▸ **Exercise brief**: Reproduce verbatim the lines of the material below, starting at the line with "target | cow's ear" and ending at the line with "target | brown cow", both inclusive; skip the rest.

▸ **Extracted entries**:
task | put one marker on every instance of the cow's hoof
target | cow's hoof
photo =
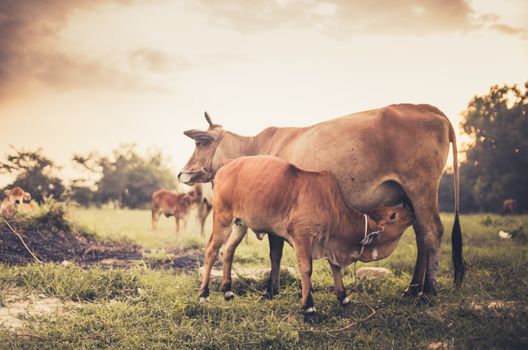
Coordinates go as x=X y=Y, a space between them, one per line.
x=430 y=288
x=229 y=295
x=357 y=289
x=345 y=302
x=423 y=300
x=268 y=295
x=310 y=316
x=411 y=291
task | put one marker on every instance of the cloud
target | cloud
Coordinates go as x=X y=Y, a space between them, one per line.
x=30 y=55
x=156 y=61
x=350 y=17
x=406 y=16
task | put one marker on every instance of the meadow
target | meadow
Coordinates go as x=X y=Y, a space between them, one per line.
x=137 y=307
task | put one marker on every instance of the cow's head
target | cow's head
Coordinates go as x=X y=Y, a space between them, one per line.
x=205 y=160
x=13 y=199
x=392 y=220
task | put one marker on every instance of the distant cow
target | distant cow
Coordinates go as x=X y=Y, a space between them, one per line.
x=202 y=196
x=170 y=203
x=306 y=208
x=16 y=199
x=509 y=206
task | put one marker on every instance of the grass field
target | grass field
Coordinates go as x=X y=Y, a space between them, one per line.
x=140 y=308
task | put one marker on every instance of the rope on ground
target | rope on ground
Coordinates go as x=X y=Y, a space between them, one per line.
x=344 y=328
x=241 y=280
x=23 y=242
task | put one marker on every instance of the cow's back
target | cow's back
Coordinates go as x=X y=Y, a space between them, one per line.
x=369 y=152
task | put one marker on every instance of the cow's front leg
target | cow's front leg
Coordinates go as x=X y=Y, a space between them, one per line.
x=177 y=219
x=338 y=283
x=213 y=246
x=304 y=259
x=276 y=245
x=238 y=232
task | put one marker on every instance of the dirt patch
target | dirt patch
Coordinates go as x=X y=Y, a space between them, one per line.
x=59 y=245
x=20 y=307
x=77 y=248
x=181 y=259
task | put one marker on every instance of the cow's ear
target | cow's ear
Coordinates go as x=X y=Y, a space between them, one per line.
x=208 y=119
x=185 y=200
x=198 y=135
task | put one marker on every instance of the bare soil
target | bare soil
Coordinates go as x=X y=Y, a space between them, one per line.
x=85 y=250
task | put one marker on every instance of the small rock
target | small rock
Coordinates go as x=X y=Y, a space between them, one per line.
x=113 y=262
x=373 y=272
x=440 y=345
x=504 y=234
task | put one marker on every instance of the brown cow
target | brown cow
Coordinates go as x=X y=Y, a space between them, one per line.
x=270 y=195
x=15 y=200
x=201 y=196
x=380 y=157
x=170 y=203
x=509 y=206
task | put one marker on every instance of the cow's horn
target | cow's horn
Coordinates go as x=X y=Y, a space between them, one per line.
x=208 y=118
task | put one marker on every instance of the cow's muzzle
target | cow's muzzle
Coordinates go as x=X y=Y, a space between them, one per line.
x=192 y=177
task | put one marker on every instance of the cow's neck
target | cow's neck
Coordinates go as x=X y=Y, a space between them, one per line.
x=234 y=146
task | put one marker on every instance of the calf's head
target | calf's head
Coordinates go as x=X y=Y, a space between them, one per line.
x=392 y=221
x=13 y=199
x=202 y=165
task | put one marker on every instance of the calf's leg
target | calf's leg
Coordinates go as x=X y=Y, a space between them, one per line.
x=304 y=259
x=237 y=234
x=338 y=283
x=429 y=230
x=276 y=245
x=213 y=246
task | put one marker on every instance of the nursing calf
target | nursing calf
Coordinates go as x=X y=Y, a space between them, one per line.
x=306 y=209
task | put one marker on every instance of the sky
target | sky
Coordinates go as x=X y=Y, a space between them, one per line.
x=84 y=75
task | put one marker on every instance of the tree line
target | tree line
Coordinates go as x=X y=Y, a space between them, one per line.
x=124 y=178
x=495 y=166
x=496 y=160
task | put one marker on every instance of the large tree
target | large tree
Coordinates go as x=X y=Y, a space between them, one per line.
x=497 y=158
x=34 y=172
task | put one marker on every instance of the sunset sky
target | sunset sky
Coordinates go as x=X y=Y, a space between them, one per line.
x=83 y=75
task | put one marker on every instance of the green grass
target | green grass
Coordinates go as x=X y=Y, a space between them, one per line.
x=158 y=309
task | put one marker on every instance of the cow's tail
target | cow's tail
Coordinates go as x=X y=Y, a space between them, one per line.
x=456 y=235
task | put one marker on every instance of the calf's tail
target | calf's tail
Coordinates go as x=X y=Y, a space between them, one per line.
x=456 y=235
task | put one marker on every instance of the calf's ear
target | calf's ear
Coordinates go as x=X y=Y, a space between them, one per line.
x=199 y=135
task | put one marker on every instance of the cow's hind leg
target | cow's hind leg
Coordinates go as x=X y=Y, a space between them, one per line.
x=304 y=259
x=213 y=247
x=276 y=245
x=238 y=232
x=203 y=212
x=155 y=218
x=339 y=287
x=429 y=230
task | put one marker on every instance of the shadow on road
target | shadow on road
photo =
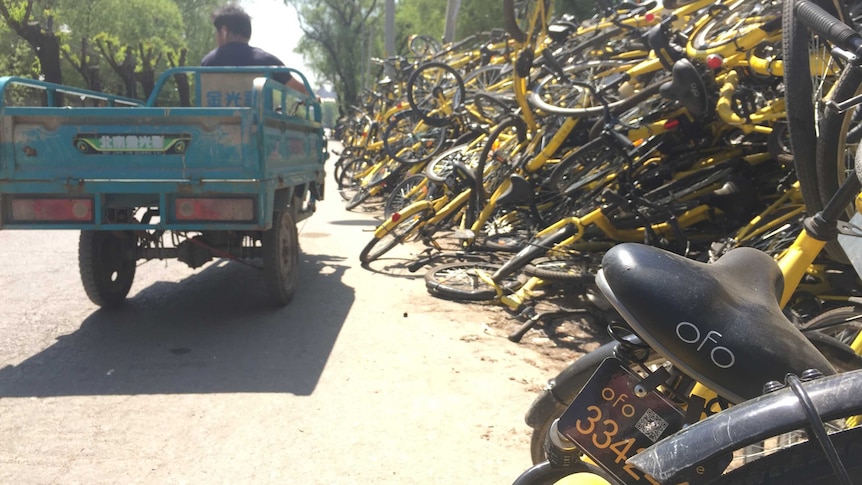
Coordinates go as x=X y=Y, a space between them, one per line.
x=213 y=332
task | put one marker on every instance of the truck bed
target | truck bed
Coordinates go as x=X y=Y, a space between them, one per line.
x=119 y=155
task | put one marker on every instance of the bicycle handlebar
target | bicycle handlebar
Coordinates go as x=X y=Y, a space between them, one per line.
x=834 y=30
x=836 y=396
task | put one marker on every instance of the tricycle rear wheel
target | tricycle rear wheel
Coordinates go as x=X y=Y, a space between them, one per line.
x=106 y=261
x=281 y=257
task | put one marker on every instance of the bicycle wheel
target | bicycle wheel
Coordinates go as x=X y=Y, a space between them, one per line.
x=483 y=79
x=559 y=95
x=462 y=281
x=402 y=231
x=517 y=18
x=424 y=45
x=441 y=166
x=842 y=324
x=727 y=31
x=803 y=463
x=348 y=181
x=810 y=72
x=836 y=162
x=562 y=390
x=434 y=90
x=501 y=153
x=410 y=140
x=570 y=267
x=584 y=166
x=413 y=188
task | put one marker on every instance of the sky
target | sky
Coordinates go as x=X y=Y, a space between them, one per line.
x=275 y=29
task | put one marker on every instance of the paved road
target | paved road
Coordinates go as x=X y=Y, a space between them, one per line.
x=363 y=379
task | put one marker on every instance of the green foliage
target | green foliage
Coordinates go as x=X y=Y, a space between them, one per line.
x=330 y=113
x=141 y=33
x=340 y=37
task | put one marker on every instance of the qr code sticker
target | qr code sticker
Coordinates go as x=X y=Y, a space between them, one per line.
x=652 y=425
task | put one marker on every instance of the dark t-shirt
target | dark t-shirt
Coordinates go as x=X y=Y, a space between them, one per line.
x=242 y=54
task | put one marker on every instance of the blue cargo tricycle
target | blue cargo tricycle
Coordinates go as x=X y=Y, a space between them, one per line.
x=218 y=162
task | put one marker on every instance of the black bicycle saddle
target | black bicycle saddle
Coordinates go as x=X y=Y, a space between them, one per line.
x=720 y=323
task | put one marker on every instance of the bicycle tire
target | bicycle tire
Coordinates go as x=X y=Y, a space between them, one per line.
x=570 y=173
x=565 y=268
x=358 y=198
x=835 y=163
x=558 y=96
x=348 y=184
x=496 y=171
x=534 y=249
x=843 y=324
x=400 y=232
x=403 y=194
x=459 y=281
x=409 y=141
x=440 y=166
x=561 y=391
x=803 y=104
x=721 y=33
x=425 y=87
x=801 y=464
x=424 y=45
x=510 y=22
x=485 y=77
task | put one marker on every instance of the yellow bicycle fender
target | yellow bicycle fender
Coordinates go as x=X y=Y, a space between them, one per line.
x=408 y=211
x=583 y=478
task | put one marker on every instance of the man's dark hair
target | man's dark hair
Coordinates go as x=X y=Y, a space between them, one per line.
x=234 y=18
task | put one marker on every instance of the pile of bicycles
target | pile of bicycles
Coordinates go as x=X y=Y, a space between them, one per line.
x=518 y=160
x=692 y=166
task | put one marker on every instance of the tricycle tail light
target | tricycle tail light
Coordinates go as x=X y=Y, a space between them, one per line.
x=52 y=210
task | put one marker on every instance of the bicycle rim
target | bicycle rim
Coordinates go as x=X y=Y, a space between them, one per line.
x=465 y=281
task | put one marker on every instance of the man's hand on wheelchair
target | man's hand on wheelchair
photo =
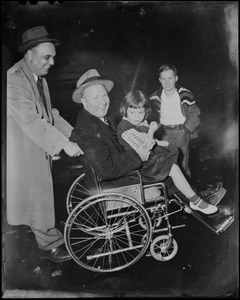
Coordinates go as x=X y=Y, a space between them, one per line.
x=72 y=149
x=143 y=153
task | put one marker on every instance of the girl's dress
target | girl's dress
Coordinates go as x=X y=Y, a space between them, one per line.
x=161 y=159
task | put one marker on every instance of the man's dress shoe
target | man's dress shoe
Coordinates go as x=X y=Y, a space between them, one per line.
x=55 y=254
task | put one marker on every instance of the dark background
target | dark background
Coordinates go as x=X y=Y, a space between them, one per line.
x=127 y=42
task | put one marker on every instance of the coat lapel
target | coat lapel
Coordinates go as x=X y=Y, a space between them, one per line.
x=38 y=102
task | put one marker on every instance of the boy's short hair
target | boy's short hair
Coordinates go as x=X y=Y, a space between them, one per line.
x=167 y=67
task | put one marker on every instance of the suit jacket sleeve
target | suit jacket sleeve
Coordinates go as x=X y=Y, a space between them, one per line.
x=21 y=105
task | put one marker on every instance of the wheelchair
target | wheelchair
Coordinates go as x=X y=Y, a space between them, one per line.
x=109 y=228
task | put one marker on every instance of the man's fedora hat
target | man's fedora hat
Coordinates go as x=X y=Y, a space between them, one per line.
x=91 y=77
x=34 y=36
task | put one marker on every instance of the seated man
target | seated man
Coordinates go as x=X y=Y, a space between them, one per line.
x=92 y=133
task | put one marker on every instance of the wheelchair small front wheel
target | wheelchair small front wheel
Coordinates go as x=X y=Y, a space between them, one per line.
x=163 y=248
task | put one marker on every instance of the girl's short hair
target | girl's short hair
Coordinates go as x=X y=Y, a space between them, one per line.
x=167 y=67
x=135 y=99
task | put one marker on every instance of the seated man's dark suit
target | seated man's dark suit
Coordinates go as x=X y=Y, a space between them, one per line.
x=101 y=148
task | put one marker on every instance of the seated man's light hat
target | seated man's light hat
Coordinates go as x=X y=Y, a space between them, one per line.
x=91 y=77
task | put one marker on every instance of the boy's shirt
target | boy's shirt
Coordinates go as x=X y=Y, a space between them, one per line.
x=188 y=107
x=171 y=113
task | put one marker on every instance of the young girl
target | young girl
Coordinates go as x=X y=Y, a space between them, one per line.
x=134 y=131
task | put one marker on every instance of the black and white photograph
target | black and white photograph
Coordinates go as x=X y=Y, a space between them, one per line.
x=120 y=168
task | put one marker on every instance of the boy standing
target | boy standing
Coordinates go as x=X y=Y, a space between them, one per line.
x=176 y=111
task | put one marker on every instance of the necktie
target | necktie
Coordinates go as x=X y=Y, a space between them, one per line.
x=40 y=89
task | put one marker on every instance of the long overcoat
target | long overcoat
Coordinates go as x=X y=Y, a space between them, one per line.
x=32 y=140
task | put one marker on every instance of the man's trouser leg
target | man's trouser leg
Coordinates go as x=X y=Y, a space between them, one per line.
x=48 y=238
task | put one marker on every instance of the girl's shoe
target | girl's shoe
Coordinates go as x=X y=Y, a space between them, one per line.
x=210 y=209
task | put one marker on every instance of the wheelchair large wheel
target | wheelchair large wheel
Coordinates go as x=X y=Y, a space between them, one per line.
x=163 y=248
x=78 y=191
x=103 y=234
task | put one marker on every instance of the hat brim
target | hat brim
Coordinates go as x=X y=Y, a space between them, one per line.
x=77 y=94
x=27 y=46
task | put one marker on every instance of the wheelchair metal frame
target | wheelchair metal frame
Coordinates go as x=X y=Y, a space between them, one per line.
x=110 y=229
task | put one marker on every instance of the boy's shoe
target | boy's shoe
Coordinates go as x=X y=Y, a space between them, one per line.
x=209 y=210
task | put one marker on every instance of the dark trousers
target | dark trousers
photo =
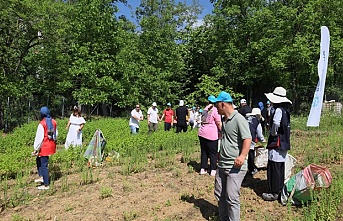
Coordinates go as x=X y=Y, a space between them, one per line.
x=251 y=161
x=275 y=176
x=181 y=126
x=43 y=168
x=167 y=126
x=209 y=149
x=152 y=127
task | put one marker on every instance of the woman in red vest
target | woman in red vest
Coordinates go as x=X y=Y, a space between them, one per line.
x=44 y=146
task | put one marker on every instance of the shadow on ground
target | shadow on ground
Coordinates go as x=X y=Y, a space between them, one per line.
x=195 y=165
x=256 y=184
x=207 y=209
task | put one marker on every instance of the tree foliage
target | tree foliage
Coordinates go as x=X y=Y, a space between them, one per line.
x=81 y=52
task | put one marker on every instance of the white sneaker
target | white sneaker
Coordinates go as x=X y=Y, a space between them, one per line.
x=40 y=180
x=43 y=187
x=203 y=171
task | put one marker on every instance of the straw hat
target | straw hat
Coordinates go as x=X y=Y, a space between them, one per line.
x=278 y=96
x=255 y=112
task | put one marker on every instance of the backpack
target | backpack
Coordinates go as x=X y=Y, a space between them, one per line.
x=204 y=115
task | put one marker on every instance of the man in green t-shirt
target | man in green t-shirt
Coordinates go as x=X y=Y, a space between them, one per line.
x=232 y=165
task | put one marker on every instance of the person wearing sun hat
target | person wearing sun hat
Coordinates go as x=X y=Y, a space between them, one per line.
x=181 y=114
x=233 y=154
x=255 y=127
x=208 y=137
x=168 y=113
x=153 y=118
x=244 y=107
x=278 y=143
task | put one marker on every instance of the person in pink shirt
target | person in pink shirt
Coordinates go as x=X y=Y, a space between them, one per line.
x=208 y=135
x=168 y=115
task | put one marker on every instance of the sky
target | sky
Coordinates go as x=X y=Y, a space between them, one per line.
x=125 y=10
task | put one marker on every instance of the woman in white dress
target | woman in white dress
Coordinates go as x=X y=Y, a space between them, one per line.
x=75 y=125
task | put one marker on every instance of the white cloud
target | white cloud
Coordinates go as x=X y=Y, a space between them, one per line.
x=198 y=23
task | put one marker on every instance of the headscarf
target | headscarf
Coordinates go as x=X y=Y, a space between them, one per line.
x=45 y=113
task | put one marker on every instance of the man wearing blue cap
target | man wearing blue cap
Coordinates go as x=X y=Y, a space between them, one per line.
x=44 y=146
x=168 y=114
x=232 y=165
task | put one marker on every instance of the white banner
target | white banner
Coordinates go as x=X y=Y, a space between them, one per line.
x=317 y=103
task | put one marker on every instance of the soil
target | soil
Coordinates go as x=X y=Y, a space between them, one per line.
x=177 y=192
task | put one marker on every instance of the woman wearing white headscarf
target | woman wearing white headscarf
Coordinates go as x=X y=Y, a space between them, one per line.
x=75 y=125
x=278 y=143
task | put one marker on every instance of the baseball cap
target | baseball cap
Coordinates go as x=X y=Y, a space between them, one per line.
x=224 y=97
x=211 y=99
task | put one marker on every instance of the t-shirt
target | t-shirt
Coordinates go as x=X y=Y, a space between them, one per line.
x=152 y=112
x=235 y=129
x=168 y=115
x=181 y=113
x=209 y=129
x=133 y=121
x=244 y=110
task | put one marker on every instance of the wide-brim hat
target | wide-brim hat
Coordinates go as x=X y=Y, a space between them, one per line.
x=224 y=97
x=212 y=99
x=255 y=112
x=278 y=96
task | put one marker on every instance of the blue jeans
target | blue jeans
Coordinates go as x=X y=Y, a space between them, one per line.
x=227 y=186
x=134 y=130
x=43 y=170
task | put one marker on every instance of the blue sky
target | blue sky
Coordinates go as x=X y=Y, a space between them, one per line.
x=125 y=10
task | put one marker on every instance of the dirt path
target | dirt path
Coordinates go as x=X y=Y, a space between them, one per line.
x=174 y=193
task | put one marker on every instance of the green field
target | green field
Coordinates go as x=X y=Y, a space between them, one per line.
x=158 y=151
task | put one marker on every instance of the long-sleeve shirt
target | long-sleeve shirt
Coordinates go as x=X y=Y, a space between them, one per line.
x=39 y=137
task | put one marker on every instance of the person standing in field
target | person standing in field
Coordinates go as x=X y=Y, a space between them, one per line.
x=278 y=143
x=181 y=117
x=153 y=118
x=44 y=146
x=232 y=166
x=270 y=112
x=256 y=135
x=264 y=114
x=244 y=108
x=192 y=117
x=168 y=114
x=136 y=117
x=208 y=136
x=75 y=125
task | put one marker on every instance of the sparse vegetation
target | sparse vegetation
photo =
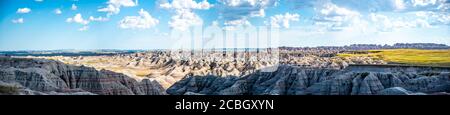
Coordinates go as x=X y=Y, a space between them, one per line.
x=406 y=56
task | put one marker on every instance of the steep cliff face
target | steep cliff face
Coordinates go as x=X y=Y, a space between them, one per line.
x=51 y=76
x=289 y=80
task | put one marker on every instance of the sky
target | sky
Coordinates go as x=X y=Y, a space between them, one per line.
x=149 y=24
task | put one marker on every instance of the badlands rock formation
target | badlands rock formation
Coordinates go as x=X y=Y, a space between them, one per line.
x=168 y=67
x=354 y=80
x=40 y=76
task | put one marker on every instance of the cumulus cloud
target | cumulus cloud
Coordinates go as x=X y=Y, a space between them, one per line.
x=143 y=21
x=115 y=5
x=335 y=18
x=17 y=21
x=77 y=19
x=74 y=7
x=186 y=4
x=57 y=11
x=23 y=10
x=281 y=20
x=184 y=16
x=237 y=12
x=386 y=24
x=84 y=28
x=101 y=19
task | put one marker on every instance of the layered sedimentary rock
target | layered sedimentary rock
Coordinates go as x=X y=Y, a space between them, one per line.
x=53 y=77
x=290 y=80
x=168 y=67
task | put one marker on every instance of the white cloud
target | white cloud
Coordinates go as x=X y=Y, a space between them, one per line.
x=17 y=21
x=74 y=7
x=184 y=16
x=58 y=11
x=23 y=10
x=335 y=18
x=423 y=2
x=281 y=20
x=101 y=19
x=237 y=12
x=186 y=4
x=77 y=19
x=386 y=24
x=84 y=28
x=115 y=5
x=143 y=21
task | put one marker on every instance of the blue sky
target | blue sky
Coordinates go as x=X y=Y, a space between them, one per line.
x=146 y=24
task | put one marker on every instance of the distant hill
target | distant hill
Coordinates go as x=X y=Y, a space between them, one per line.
x=376 y=46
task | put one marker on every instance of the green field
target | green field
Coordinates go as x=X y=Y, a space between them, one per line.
x=406 y=56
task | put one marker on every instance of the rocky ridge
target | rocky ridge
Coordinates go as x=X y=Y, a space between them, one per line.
x=291 y=80
x=40 y=76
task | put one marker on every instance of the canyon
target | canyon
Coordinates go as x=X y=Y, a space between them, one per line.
x=289 y=71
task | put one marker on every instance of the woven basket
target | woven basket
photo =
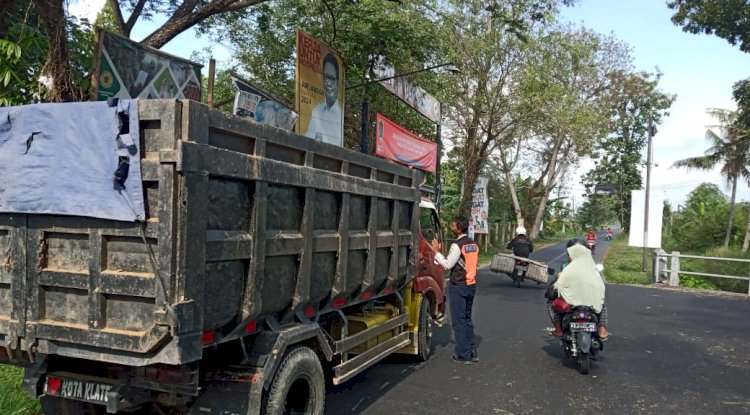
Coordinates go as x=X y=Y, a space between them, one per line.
x=503 y=263
x=537 y=272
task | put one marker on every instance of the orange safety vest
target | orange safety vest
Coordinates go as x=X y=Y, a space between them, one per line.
x=465 y=271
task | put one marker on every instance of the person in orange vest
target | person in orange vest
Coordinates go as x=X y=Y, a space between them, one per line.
x=462 y=260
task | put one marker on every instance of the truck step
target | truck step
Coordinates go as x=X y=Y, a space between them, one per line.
x=352 y=367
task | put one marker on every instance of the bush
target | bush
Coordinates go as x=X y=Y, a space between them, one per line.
x=623 y=264
x=13 y=401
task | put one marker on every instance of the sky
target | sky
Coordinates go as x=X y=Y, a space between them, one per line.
x=699 y=69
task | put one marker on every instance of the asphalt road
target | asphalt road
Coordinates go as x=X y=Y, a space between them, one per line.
x=670 y=352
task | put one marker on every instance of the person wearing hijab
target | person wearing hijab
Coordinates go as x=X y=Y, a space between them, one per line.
x=580 y=284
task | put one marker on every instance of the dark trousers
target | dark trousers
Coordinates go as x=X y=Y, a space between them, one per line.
x=461 y=300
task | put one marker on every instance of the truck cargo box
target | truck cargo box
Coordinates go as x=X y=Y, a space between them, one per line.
x=244 y=223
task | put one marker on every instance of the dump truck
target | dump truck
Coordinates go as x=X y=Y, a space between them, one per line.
x=172 y=258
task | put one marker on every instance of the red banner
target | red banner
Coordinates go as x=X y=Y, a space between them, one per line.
x=401 y=145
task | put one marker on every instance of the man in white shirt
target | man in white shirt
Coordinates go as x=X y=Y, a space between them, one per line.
x=326 y=121
x=462 y=260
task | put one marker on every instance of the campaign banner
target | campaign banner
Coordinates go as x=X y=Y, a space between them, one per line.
x=320 y=90
x=126 y=69
x=412 y=95
x=252 y=103
x=480 y=206
x=396 y=143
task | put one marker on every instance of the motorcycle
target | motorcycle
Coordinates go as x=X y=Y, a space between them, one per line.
x=580 y=340
x=519 y=272
x=592 y=244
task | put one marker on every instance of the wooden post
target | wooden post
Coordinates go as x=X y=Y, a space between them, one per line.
x=674 y=275
x=211 y=76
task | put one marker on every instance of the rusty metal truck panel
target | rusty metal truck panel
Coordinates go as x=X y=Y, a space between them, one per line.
x=244 y=222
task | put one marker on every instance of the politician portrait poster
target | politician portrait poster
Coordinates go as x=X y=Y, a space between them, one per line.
x=320 y=90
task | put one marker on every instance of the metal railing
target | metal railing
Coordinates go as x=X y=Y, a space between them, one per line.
x=671 y=275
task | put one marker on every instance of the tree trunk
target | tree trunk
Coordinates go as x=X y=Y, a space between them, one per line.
x=57 y=67
x=514 y=197
x=731 y=213
x=746 y=242
x=551 y=177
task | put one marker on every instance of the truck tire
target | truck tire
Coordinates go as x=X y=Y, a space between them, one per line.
x=62 y=406
x=298 y=386
x=424 y=332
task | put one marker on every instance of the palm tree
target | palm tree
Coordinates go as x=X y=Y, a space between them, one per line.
x=730 y=148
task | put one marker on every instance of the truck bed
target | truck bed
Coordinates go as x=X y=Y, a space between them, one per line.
x=245 y=224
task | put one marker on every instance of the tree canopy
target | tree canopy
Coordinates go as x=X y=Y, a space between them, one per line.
x=727 y=19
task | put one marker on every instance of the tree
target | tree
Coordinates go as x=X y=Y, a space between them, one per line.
x=700 y=225
x=730 y=148
x=567 y=85
x=59 y=63
x=636 y=103
x=596 y=211
x=485 y=105
x=727 y=19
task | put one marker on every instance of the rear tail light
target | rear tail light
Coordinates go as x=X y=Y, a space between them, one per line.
x=208 y=337
x=251 y=326
x=170 y=374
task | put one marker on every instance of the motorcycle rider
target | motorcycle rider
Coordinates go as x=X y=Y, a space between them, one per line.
x=579 y=283
x=521 y=245
x=591 y=236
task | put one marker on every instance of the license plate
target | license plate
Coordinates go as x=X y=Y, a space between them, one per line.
x=77 y=389
x=582 y=327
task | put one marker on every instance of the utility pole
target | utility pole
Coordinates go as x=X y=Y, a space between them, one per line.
x=649 y=157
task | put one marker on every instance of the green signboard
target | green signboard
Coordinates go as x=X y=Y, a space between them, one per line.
x=126 y=69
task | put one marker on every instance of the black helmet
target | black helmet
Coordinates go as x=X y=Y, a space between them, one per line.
x=577 y=241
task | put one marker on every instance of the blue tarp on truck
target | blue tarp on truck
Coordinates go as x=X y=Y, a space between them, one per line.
x=78 y=159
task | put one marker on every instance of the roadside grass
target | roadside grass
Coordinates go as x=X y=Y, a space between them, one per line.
x=14 y=401
x=623 y=264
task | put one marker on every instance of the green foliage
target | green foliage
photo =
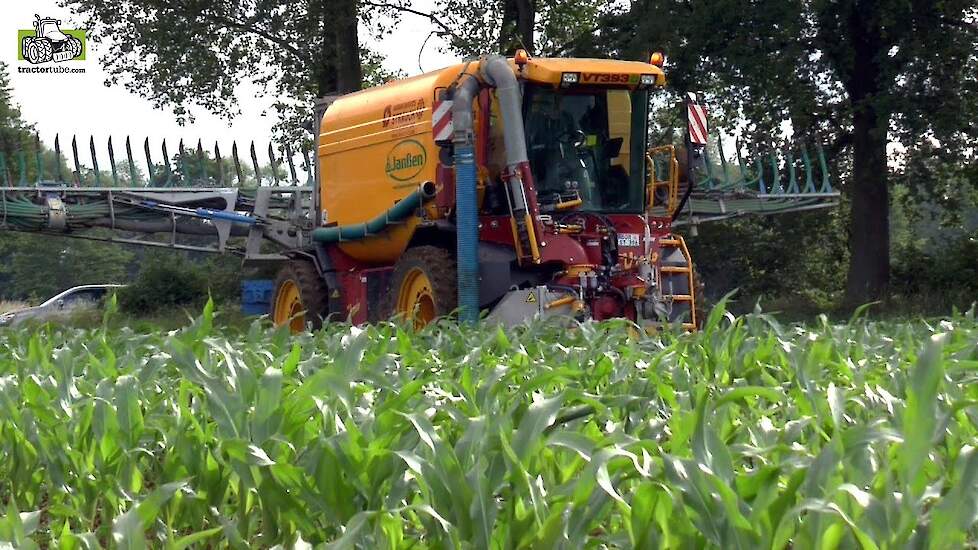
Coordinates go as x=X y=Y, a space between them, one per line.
x=170 y=279
x=749 y=434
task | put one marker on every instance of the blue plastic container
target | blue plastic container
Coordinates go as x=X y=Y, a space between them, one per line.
x=256 y=296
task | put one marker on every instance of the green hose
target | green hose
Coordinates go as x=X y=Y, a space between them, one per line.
x=401 y=211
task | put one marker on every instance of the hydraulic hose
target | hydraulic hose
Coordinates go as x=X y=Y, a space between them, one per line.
x=404 y=209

▸ **Completed exercise**:
target | cow's ear
Coordinates go as x=X y=Y, a space between them, one per line.
x=208 y=119
x=185 y=200
x=198 y=135
task | put one marker on every instance of the bare soil
target | bare soil
Coordinates go as x=X y=Y, a space between them, one per line.
x=85 y=250
task | put one marker on every instance of the small rock
target | small rock
Coordinates go as x=X y=Y, a space between them, one per line.
x=113 y=262
x=373 y=272
x=440 y=345
x=504 y=234
task | put one marker on every instance of the brown cow
target | brown cow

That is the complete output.